Problem details: Can you recast all of the data below as a JSON list of strings, one string per line, leaving out the blank lines?

(Rows from a segmentation dataset)
________________________________________
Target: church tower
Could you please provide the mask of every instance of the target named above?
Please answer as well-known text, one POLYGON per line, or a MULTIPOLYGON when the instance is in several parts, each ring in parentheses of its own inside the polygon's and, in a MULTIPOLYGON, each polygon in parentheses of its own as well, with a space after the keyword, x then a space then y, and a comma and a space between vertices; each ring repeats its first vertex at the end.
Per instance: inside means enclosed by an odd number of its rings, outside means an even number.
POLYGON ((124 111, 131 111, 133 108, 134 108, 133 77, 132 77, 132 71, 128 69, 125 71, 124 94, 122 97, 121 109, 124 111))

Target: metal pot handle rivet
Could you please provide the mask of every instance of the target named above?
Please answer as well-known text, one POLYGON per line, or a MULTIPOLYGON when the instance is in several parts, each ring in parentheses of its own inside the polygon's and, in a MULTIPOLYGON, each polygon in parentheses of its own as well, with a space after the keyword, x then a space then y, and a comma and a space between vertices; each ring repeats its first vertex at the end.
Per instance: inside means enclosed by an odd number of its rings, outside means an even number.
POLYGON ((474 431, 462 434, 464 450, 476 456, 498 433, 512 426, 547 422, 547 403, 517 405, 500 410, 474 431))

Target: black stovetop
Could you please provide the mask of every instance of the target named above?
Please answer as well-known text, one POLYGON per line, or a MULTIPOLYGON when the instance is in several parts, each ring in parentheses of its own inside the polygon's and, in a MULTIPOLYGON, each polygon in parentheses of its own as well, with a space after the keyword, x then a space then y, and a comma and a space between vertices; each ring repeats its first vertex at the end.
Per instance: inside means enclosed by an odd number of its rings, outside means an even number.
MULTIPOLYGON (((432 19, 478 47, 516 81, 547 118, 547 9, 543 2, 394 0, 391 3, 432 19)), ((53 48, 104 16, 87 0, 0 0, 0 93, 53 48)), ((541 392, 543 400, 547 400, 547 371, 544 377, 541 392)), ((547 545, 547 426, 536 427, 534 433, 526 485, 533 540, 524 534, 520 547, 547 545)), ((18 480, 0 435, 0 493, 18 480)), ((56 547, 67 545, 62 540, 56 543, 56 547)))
________________________________________
Worked answer:
[
  "Target: church tower",
  "Could you please provide the mask of every instance of the target named above?",
  "Please answer as well-known text, one POLYGON per line, or a MULTIPOLYGON when the instance is in several parts, each ring in parentheses of its own inside the polygon's and, in a MULTIPOLYGON, each polygon in parentheses of its own as well, with a space after the keyword, x then a space then y, and a comma and a space between vertices; each ring repeats its first vertex at the end.",
  "Per instance: inside means enclosed by an odd number of its rings, outside means an even number.",
  "POLYGON ((124 111, 131 111, 133 108, 134 108, 133 77, 132 77, 132 71, 128 69, 125 71, 124 94, 122 97, 121 109, 124 111))",
  "Target: metal pot handle rivet",
  "Could you please provide the mask of every instance of the target named above?",
  "Please answer as well-known text, one POLYGON per line, or a MULTIPOLYGON when the instance is in several parts, each ring in parentheses of its own inside the polygon's and, in a MULTIPOLYGON, each polygon in parentheses of its own as well, with a space after the keyword, x then a space then y, and a comma and a space between vertices; each ring repeats its first vertex at the end.",
  "Per instance: inside means enclosed by an odd number of its rings, outside means an even number.",
  "POLYGON ((474 431, 462 434, 464 450, 476 456, 498 433, 512 426, 547 422, 547 403, 517 405, 500 410, 474 431))",
  "Target: black stovetop",
  "Could you please provide the mask of every instance of the target named above?",
  "Please answer as well-known text, one POLYGON per line, or a MULTIPOLYGON when the instance is in several parts, each ring in parentheses of its own inside the polygon's and, in a MULTIPOLYGON, each polygon in parentheses of its own as well, with a space after the keyword, x then a space then y, and a comma and a space between vertices; each ring repeats its first vertex at the end.",
  "Per instance: inside means enclosed by an odd number of its rings, outside means an even number.",
  "MULTIPOLYGON (((432 19, 478 47, 516 81, 547 118, 547 9, 543 2, 394 0, 391 3, 432 19)), ((53 48, 104 16, 87 0, 0 0, 0 93, 53 48)), ((541 392, 543 400, 547 400, 547 371, 544 377, 541 392)), ((547 545, 547 426, 536 427, 534 433, 526 485, 533 540, 524 534, 520 547, 547 545)), ((18 480, 0 435, 0 493, 18 480)), ((56 547, 67 545, 62 540, 56 543, 56 547)))"
]